WHAT YOU HAVE TO DO: Copy the lines below that contain "brown".

EXTRACTED MATERIAL:
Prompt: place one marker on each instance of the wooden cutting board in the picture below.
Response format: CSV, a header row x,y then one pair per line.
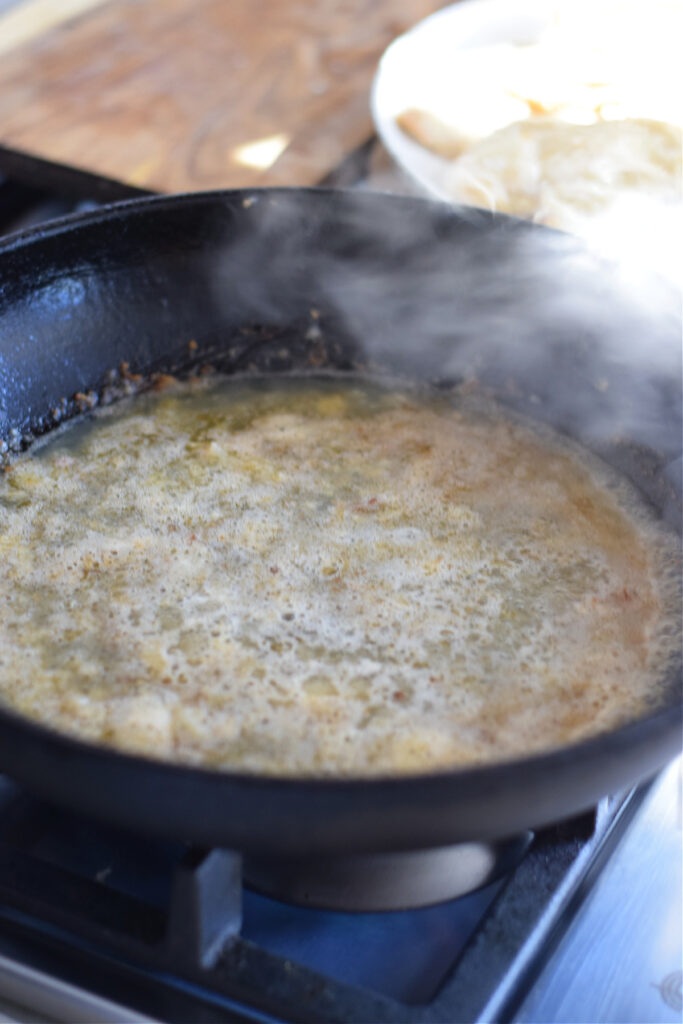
x,y
185,94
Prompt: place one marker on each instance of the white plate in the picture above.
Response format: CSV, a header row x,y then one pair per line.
x,y
418,69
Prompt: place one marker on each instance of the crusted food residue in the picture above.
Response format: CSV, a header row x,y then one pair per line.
x,y
324,578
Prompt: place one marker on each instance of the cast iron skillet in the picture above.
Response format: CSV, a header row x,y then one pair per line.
x,y
303,280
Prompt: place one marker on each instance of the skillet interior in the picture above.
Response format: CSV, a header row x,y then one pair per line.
x,y
289,280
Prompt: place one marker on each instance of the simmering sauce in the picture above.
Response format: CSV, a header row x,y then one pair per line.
x,y
327,579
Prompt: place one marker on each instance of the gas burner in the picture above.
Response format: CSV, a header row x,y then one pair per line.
x,y
385,882
168,930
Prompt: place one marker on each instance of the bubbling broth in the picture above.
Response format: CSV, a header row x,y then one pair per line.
x,y
328,578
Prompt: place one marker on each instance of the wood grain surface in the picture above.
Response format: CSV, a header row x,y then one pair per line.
x,y
188,94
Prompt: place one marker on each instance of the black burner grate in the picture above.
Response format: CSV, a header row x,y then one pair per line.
x,y
159,926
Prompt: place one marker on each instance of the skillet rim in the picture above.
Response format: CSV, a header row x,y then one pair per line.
x,y
654,729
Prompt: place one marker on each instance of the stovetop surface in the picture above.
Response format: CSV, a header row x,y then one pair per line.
x,y
557,941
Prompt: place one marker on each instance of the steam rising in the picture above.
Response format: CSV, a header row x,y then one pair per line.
x,y
587,344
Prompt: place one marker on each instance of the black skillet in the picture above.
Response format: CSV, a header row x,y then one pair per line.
x,y
285,281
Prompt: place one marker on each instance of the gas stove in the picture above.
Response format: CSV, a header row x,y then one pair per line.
x,y
97,925
580,923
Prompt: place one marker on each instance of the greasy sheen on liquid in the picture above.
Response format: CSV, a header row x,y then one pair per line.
x,y
326,579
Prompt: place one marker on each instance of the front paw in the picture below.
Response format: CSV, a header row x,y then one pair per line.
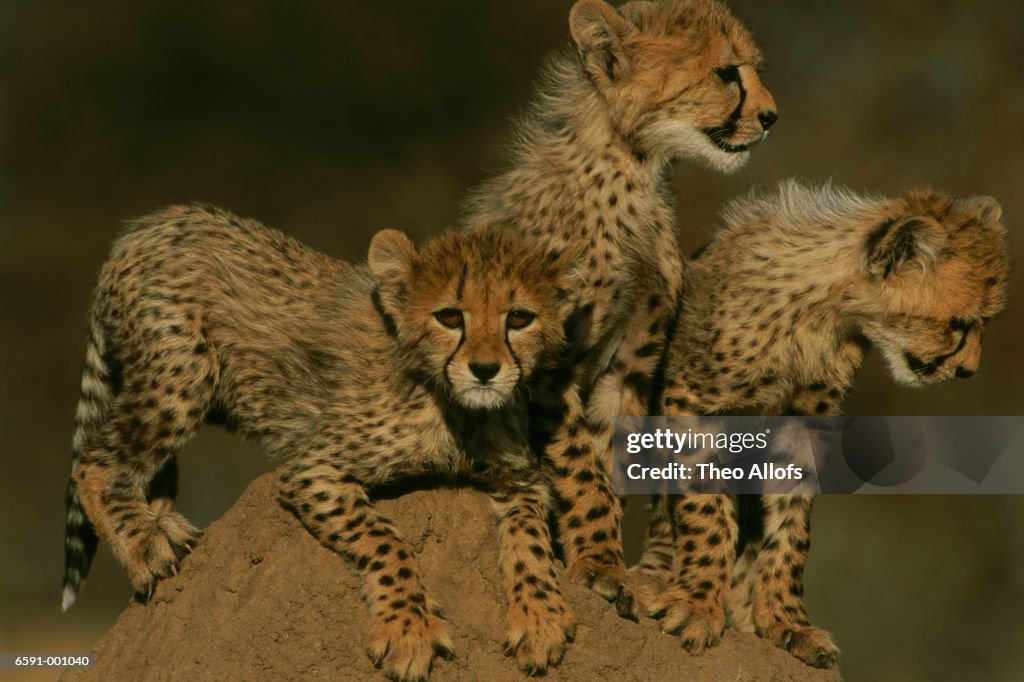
x,y
698,623
159,545
608,580
812,645
646,589
539,631
404,642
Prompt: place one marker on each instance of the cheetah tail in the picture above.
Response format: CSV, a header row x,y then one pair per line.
x,y
80,536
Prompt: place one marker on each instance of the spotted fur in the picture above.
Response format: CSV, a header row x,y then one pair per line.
x,y
352,377
778,313
641,87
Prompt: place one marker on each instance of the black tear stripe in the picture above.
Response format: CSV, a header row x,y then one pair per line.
x,y
515,358
461,285
448,361
738,112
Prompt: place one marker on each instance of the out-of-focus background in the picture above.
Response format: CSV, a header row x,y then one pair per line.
x,y
333,120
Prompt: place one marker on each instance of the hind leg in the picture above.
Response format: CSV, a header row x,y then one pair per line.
x,y
127,473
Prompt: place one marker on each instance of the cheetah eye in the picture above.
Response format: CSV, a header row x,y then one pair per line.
x,y
519,318
728,73
451,317
960,325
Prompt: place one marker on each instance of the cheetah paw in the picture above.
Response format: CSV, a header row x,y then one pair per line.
x,y
698,625
403,644
538,637
812,645
646,589
607,580
158,550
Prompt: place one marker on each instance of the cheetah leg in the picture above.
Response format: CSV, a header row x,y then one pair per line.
x,y
627,387
740,600
653,572
693,603
777,588
125,473
589,515
777,584
407,629
540,622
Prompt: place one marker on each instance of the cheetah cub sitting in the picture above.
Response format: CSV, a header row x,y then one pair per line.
x,y
352,376
778,312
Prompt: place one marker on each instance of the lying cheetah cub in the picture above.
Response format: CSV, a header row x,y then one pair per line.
x,y
352,376
777,314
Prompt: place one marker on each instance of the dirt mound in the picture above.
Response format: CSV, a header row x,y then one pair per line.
x,y
261,599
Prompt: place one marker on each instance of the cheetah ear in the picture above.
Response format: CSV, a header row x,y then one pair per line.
x,y
598,31
391,255
987,208
913,241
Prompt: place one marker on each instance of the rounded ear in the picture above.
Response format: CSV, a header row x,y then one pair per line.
x,y
987,208
597,31
391,255
913,241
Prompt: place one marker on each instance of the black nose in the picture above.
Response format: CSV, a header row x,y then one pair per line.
x,y
484,371
767,119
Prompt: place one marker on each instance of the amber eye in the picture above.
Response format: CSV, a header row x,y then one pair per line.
x,y
728,73
519,318
450,317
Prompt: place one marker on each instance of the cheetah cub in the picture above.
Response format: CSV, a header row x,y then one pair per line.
x,y
778,312
644,85
351,376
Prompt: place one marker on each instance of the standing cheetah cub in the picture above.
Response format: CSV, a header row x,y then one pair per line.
x,y
778,312
646,84
351,376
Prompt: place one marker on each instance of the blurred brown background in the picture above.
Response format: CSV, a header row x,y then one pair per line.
x,y
333,120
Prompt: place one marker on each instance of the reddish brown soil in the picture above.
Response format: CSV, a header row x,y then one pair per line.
x,y
260,599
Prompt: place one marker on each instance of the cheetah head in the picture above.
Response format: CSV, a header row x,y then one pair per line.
x,y
475,312
681,78
936,272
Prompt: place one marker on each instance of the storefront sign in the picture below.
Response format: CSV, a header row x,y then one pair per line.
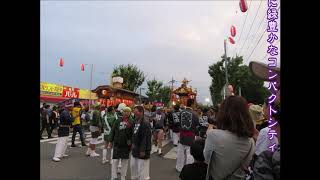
x,y
70,92
50,89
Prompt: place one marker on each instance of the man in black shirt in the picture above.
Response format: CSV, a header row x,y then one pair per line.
x,y
141,145
45,121
189,124
174,123
197,170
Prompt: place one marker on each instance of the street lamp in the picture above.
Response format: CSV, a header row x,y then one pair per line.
x,y
140,94
90,83
207,101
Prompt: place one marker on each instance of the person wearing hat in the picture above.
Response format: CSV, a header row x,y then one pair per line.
x,y
120,140
141,146
174,122
189,123
76,124
159,129
95,129
63,133
108,120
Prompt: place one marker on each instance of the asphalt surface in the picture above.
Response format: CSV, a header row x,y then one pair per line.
x,y
79,166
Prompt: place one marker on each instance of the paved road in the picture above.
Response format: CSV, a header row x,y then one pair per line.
x,y
78,166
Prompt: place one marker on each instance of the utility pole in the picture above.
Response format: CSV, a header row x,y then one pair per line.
x,y
172,81
226,68
140,94
90,85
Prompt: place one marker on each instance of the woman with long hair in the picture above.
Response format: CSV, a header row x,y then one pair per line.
x,y
229,149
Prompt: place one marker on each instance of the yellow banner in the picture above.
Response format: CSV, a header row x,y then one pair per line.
x,y
50,89
85,94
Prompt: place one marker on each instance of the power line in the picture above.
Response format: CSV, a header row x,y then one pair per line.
x,y
243,26
259,39
257,43
267,53
251,27
260,25
258,29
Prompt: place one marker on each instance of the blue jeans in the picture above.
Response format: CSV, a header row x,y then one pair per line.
x,y
77,128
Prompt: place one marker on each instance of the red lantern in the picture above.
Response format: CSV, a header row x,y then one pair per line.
x,y
243,5
231,40
82,67
233,31
61,62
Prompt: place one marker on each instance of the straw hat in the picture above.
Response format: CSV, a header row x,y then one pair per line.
x,y
121,106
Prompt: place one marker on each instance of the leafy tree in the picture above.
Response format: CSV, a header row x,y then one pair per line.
x,y
238,76
158,92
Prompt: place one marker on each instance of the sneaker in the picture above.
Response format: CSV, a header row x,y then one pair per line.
x,y
104,161
55,159
94,154
88,152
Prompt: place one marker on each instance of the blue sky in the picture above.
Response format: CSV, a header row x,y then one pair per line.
x,y
164,39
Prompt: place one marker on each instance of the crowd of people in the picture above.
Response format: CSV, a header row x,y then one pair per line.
x,y
226,142
235,140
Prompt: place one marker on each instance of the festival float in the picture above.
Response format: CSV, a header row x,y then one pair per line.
x,y
183,93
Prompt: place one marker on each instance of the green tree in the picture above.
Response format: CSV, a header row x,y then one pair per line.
x,y
132,76
153,91
239,76
158,92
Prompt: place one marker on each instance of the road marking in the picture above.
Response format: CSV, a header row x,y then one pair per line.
x,y
164,142
77,139
172,154
56,138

SOLUTION FOR THIS TASK:
Prompt: place one marker on each instance of the blurred brown background in the picture above.
Prompt: place one marker on each instance of the reddish brown soil in the picture above.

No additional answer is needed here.